What is the Hagia Sophia
doing in the shadow of the Washington Monument? The famed museum of Istanbul is not exactly there, only a replica about as tall as you are. It’s part of a folk festival celebrating the ancient Silk Road, which began in Xi'an, the ancient capital of China, went north and south of China's Takla Makan Desert, and through Central and Western Asia to the eastern end of the Mediterranean. A wealth of cultures and traditions lay along the route, and they come to life in the heart of Washington as well.

“The Silk Road,” the theme of this year’s Smithsonian Folklife Festival, celebrated the living traditional arts of peoples of Silk Road lands. The ancient Silk Road was a vast network of trade routes. Ideas, culture, music and art that crossed the mountains and deserts of Central Asia to connect East Asia and the Mediterranean.

Examples of these were on display at the festival. Twenty-six countries were represented and more than 350 artists participated. “Connecting cultures and creating trust” was the slogan. 1 million visitors enjoyed it from June 26-July 7.

Great cellist and Artistic Director of the Silk Road Project Yo-Yo Ma said that “The Silk Road is mostly remembered as a string of fabled places — Samarkand, Nishapur, Bukhara, Kashgar. For me, however, the Silk Road has always been fundamentally a story about people, and how their lives were enriched and transformed through meeting other people who were at first strangers. By starting a conversation and building shared trust, strangers could become allies, partners, and friends, learning from one another along the way and working creatively together.”

In Washington, enter through one of these "sentinels of arrival," or landmarks along the ancient Silk Road and you’ll be in a different world:

*     St. Mark's Square in Venice
*     Hagia Sophia (Ayasofya) mosque/church/museum in Istanbul
*   Registan Square in Samarkand
*    Xi'an Bell Tower
*   The great gate to Todaiji Temple in Nara

Each of these landmarks housed a stage that reflected a different performance tradition. As you sat in “Istanbul Crossroads” tent in those typically hot and humid summer days of Washington, your five senses worked intensely. In addition to the audio-visual feasts, the smells of cinnamon, roasted almonds and curry could make you dizzy.

In the tent, your day could start with Sufi ritual music and dance with Alevi Semah of Hubyar, followed by the music of Rajasthan. Then the Urhoy Choir would take you to Assyrian Voices. Later, Shoghaken Ensemble could bring folk music of Armenia to you. How about Bezmârâ: Sounds from the Sultan’s Palace?

Turhal Cultural Association’s Alevi semah of Hubyar presented a colorful performance. Their ritual started slowly with sure steps. The Alevis were viewed with suspicion because of their revolt against the Ottoman Sunni authority. Their religious musical services are called cem. Accompanied by sung mystical poetry and the instrument known as bağlama or saz (plucked folk lute with frets), its purpose is not only spiritual. The ritual also serves to reinforce social solidarity through teaching the doctrines of the sect.

▶ [Given information]:
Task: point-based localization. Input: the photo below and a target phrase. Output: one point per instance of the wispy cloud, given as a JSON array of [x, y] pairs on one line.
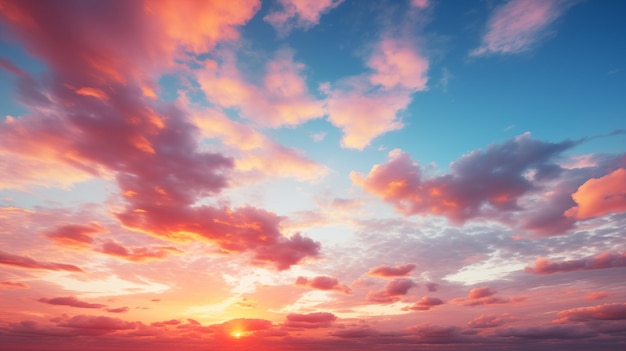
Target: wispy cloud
[[518, 25]]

▶ [Written instruction 1]: For the Silk Road festival text, decide whether each statement agrees with it: (a) the Hagia Sophia in Washington was a replica about as tall as a person; (b) the festival ran through the whole month of July; (c) more than 350 artists took part. Answer yes or no for each, quoting the words from the text that decide it.
▶ [Written instruction 2]: Sum up the Silk Road festival text in two sentences.

▶ [Worked solution 1]:
(a) Yes: "only a replica about as tall as you are."
(b) No: "from June 26-July 7."
(c) Yes: "more than 350 artists participated."

▶ [Worked solution 2]: The Smithsonian Folklife Festival in Washington took the Silk Road as its theme, bringing together more than 350 artists from twenty-six countries and drawing 1 million visitors from June 26 to July 7. Visitors entered through one of five "sentinels of arrival" named for Silk Road landmarks, and each one housed a stage for a different performance tradition, such as the Alevi semah of Hubyar.